--- Directions ---
List each line in the records below that contains the string "water".

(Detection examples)
■ ■ ■

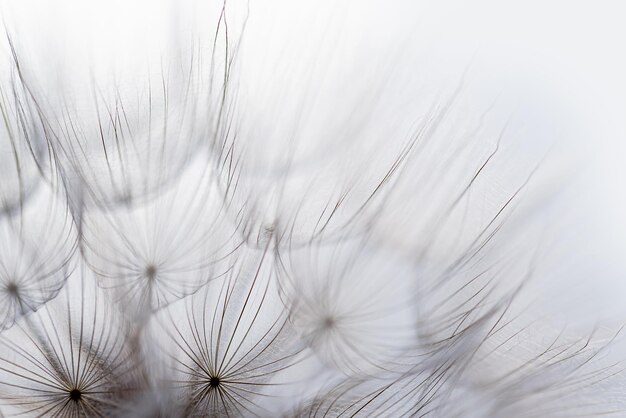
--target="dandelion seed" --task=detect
[83,158,243,317]
[0,265,142,417]
[152,245,304,417]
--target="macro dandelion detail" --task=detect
[0,0,626,418]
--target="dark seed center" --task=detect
[145,264,156,280]
[6,282,19,296]
[70,389,81,402]
[209,376,220,388]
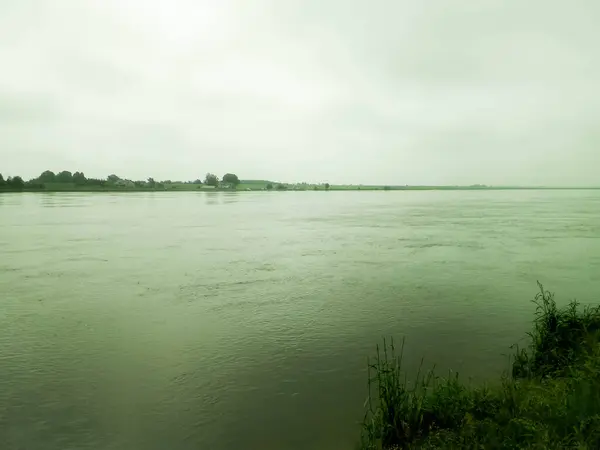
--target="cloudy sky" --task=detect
[0,0,600,185]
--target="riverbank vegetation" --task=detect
[360,285,600,450]
[0,170,247,191]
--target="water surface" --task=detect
[0,190,600,450]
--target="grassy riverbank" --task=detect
[360,285,600,450]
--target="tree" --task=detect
[87,178,106,186]
[56,170,73,183]
[6,175,25,189]
[73,172,87,186]
[204,173,219,187]
[38,170,56,183]
[223,173,240,187]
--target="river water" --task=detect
[0,190,600,450]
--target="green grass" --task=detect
[360,285,600,450]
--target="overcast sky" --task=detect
[0,0,600,185]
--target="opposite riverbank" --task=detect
[0,183,600,193]
[360,285,600,450]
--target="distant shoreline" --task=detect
[0,185,600,194]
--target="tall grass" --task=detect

■ ■ ■

--- Task response ---
--target="water surface" --task=detect
--target="river water" --task=detect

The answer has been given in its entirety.